Ne manquez pas ce formidable voyage initiatique, cette comédie tendre, émouvante et caustique, qui vous fera oublier le temps qui passe, qui vous rappellera qu’il n’y a pas d’âge pour être follement joyeux et gaiement déraisonnable, pas d’âge pour se réconcilier avec son passé, pour oser, oser être soi… Et puis ce serait dommage de manquer les premiers pas réussis de Vianney au cinéma et de ne pas rencontrer cette Nina, personnage inoubliable par la grâce de Fanny Ardant, et de ne pas succomber au charme ravageur de ce duo mère/fils fusionnel.

 Diane Kurys signe là un (nouveau) sublime portrait de femme qui n’est pas pour autant un stéréotype (et ça fait du bien !), une femme foudroyante vie et de beauté. Foudroyante de beauté comme une certaine chanson qui s'intitule L'homme et l'âme (qui rend magnifiquement hommage aux victimes des attentats du 13 novembre, avec une pudeur, une sensibilité et une délicatesse infinies) mais il n'y a pas de rapport me direz-vous (si ce n'est que je vous recommande les deux sans réserves) et puis  c'est déjà une autre histoire …

 

Date de sortie en salles de Ma mère est folle : 5 décembre 2018

Critique de "La femme d'à côté" de François Truffaut

Bernard Coudray (Gérard Depardieu) et Mathilde Bauchard (Fanny Ardant) se sont connus et aimés follement, passionnément, douloureusement, et séparés violemment, sept ans plus tôt. L’ironie tragique du destin va les remettre en présence lorsque le mari de Mathilde, Philippe Bauchard (Henri Garcin), qu’elle a récemment épousé, lui fait la surprise d’acheter une maison dans un hameau isolé, non loin de Grenoble, dans la maison voisine de celle qu’occupent Bernard, son épouse Arlette (Michèle Baumgartner), et leur jeune fils. (Une fenêtre sur cour que l’admirateur et grand connaisseur d’Hitchcock qu’était Truffaut n’a d’ailleurs certainement pas choisie innocemment.) Bernard et Mathilde taisent leur passé commun à leurs époux respectifs et vont bientôt renouer avec leur ancienne passion.

A mon sens, personne d’autre que Truffaut n’a su aussi bien transcrire les ravages de la passion, sa cruauté sublime et sa beauté douloureuse, cette « joie » et cette « souffrance » entremêlées. Si : dans un autre domaine, Balzac peut-être, dont Truffaut s’est d’ailleurs inspiré, notamment pour Baisers volés ( Le Lys dans la vallée ) ou  La Peau douce  (Pierre Lachenay y donne ainsi une conférence sur Balzac). L’amour chez Truffaut est en effet presque toujours destructeur et fatal.

[Entrées enregistrées]

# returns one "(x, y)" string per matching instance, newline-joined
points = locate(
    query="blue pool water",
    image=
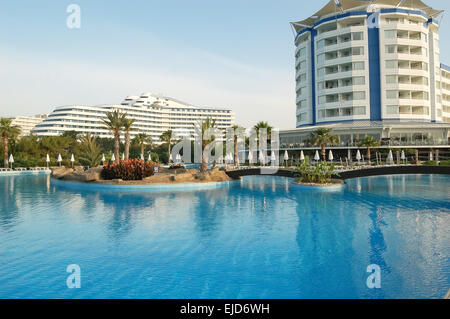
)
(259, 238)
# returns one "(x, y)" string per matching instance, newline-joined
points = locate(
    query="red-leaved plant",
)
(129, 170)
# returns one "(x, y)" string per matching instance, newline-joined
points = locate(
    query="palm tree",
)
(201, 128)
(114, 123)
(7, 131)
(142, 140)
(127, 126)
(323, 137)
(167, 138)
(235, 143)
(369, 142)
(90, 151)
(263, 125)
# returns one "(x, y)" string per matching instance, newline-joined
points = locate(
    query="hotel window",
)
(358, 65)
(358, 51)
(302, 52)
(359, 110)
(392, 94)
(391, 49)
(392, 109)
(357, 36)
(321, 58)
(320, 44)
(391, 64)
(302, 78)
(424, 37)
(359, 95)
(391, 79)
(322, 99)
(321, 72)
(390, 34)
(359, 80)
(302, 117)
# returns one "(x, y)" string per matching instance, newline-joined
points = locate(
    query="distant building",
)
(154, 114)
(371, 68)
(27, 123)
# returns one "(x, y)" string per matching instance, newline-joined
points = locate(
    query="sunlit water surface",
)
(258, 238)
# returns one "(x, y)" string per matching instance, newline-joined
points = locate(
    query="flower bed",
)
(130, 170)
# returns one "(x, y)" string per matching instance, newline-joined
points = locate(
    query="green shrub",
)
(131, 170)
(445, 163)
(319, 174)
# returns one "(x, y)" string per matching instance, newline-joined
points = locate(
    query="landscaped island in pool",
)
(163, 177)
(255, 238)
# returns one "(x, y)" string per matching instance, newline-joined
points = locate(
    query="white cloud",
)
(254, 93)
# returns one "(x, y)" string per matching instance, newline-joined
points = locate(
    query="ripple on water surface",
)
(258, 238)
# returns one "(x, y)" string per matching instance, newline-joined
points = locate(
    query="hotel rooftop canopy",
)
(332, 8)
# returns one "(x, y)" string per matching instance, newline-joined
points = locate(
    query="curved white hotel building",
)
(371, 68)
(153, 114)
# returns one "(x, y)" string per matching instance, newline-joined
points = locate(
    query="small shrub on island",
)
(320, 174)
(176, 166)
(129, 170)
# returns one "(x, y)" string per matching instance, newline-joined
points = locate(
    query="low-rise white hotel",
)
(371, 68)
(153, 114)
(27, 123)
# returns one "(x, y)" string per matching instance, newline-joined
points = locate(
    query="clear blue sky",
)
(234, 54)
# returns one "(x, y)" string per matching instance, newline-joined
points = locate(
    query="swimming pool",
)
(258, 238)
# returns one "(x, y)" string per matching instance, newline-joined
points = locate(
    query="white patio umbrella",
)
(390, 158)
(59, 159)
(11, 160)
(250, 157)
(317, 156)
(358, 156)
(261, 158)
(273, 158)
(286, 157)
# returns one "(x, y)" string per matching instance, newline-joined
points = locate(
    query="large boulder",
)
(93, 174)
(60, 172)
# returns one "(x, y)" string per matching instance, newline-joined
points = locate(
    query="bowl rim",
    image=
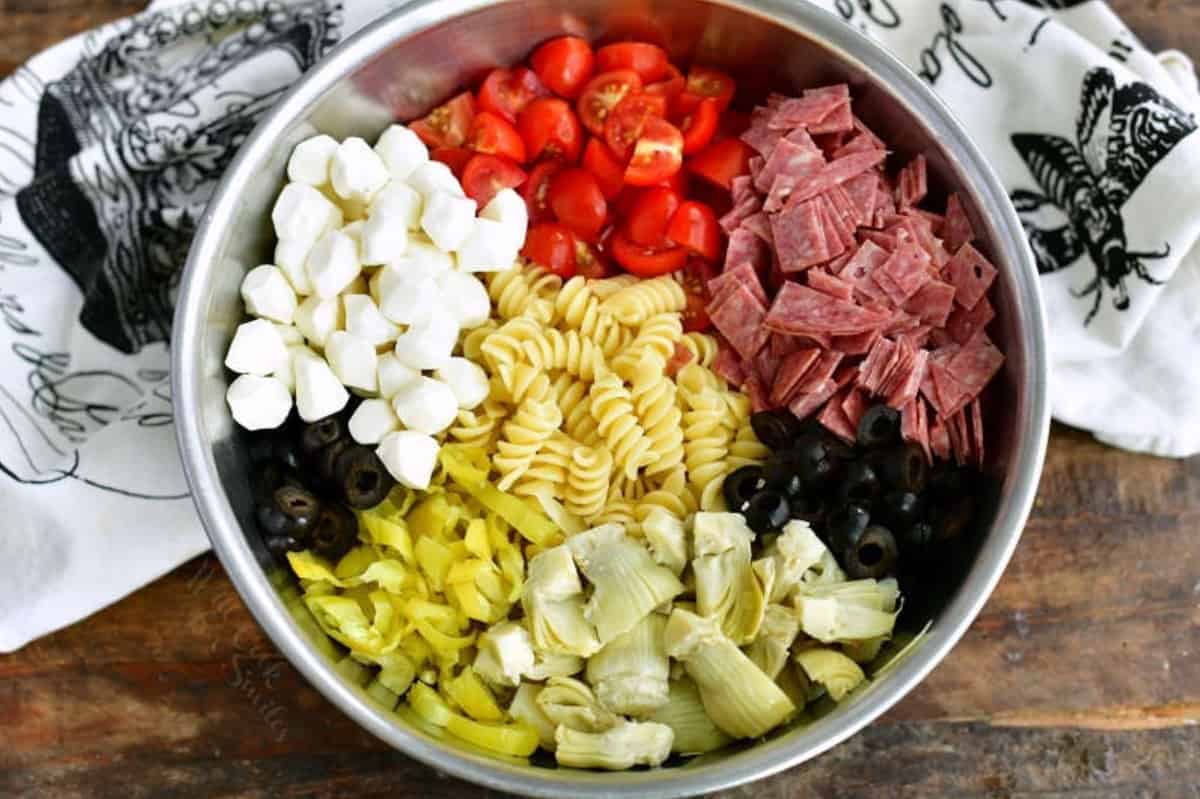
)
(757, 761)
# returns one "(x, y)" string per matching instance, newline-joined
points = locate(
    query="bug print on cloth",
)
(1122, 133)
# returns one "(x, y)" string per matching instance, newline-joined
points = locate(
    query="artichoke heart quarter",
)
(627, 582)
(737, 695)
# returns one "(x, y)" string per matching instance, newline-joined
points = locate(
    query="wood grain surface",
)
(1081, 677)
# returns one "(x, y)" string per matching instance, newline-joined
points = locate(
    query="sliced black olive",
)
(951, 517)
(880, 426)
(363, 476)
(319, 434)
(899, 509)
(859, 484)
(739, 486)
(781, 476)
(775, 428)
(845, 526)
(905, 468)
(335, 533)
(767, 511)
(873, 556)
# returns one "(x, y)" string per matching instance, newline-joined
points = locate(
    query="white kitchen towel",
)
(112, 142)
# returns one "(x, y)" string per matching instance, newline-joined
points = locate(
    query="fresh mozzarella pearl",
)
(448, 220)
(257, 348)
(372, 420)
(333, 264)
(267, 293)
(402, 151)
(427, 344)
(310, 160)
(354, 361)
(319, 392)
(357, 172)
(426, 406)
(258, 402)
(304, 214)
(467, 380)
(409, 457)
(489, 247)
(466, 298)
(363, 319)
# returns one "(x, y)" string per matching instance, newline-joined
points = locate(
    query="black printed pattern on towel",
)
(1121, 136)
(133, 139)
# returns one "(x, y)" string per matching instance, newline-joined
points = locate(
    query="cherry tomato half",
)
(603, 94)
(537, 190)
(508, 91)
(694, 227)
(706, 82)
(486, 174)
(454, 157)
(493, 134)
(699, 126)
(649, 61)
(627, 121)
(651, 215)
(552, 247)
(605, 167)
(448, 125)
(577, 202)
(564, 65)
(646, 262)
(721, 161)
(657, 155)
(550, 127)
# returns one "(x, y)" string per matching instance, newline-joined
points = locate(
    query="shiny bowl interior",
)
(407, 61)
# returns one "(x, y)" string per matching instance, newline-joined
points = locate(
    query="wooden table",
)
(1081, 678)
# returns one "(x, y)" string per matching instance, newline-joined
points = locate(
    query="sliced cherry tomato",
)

> **Consignes de travail**: Selon le document, quand le film Ma mère est folle sort-il en salles ? Basez-vous uniquement sur le document.

> **Votre réponse**: Le 5 décembre 2018.